Regarding the construction of a single-piece connecting rod, both eyes can receive the surface treatment process of the present invention.

In the case of a construction of tribological pair in which at least one of the pieces presents a steam treated layer (with or without phosphate), it is also possible to coat the surface of the second piece with a more external phosphate layer over a nitride layer.

Specifically for the larger eye, the nitriding can bring loss of reliability and consumption, due to the operation made against a surface usually presenting a low hardness (of the eccentric pin). Thus, it becomes highly advantageous to provide the second phosphate surface layer over the first nitride surface layer in the larger eye of the connecting rod, so as to increase the reliability of this tribological pair (wear reduction during the softening process) and minimize the mechanical loss.

The present invention provides a solution for any tribological pairs which present the design and operating characteristics similar to those found in a reciprocating refrigeration compressor, such as piston pin and smaller eye of the connecting rod; spherical ball-joint; eccentric pin and larger eye of the connecting rod. As already mentioned, the second surface layer 22 has the following functions:

• • breaking the chemical affinity between nitrides, when it defines the coating of the contact surface of both metal pieces of a tribological pair, since one of the pieces is coated by nitride and the other by a double coating: a first surface layer 11 of nitride and a second surface layer 12 of phosphate;
  • retaining oil, since the second surface layer 12, containing phosphate, presents a porous structure, with spaces which permit oil retention; and
  • allowing conforming the irregularities of the bearing surface, since said second surface layer 12, containing phosphate, facilitates the conformation of the surface of one of the metal pieces of the tribological pair to the contact conditions with the surface of the other metal piece of said tribological pair.

In a particular form of the present invention, the second surface layer 12 defines a coating of manganese phosphate (reagent), which chemically and energetically stabilizes the nitrided surface, through an electrostatic shielding. Said reaction stabilizes the double coating (nitride/phosphate) and impedes the previously established chemical affinity between the nitrided surfaces of a conventional sliding system, with its nitrided contact surfaces. The presence of a stable agent (manganese phosphate) creates an energy barrier, reducing the electrostatic attraction between the coatings (nitride/nitride) and increasing the useful life of the pieces by reducing wear.

* [Task statement] Reproduce the passage on connecting-rod surface coatings verbatim, from "Regarding the construction" up to and including "the mechanical loss.".

* [Collected material]
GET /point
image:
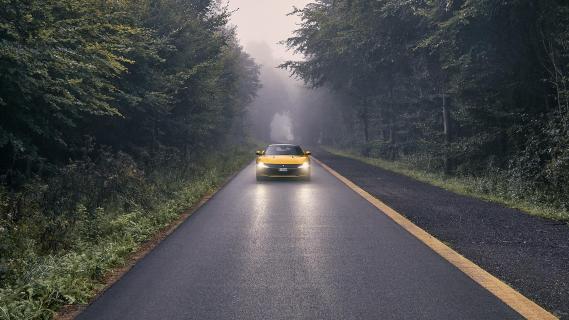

* [Written solution]
Regarding the construction of a single-piece connecting rod, both eyes can receive the surface treatment process of the present invention.

In the case of a construction of tribological pair in which at least one of the pieces presents a steam treated layer (with or without phosphate), it is also possible to coat the surface of the second piece with a more external phosphate layer over a nitride layer.

Specifically for the larger eye, the nitriding can bring loss of reliability and consumption, due to the operation made against a surface usually presenting a low hardness (of the eccentric pin). Thus, it becomes highly advantageous to provide the second phosphate surface layer over the first nitride surface layer in the larger eye of the connecting rod, so as to increase the reliability of this tribological pair (wear reduction during the softening process) and minimize the mechanical loss.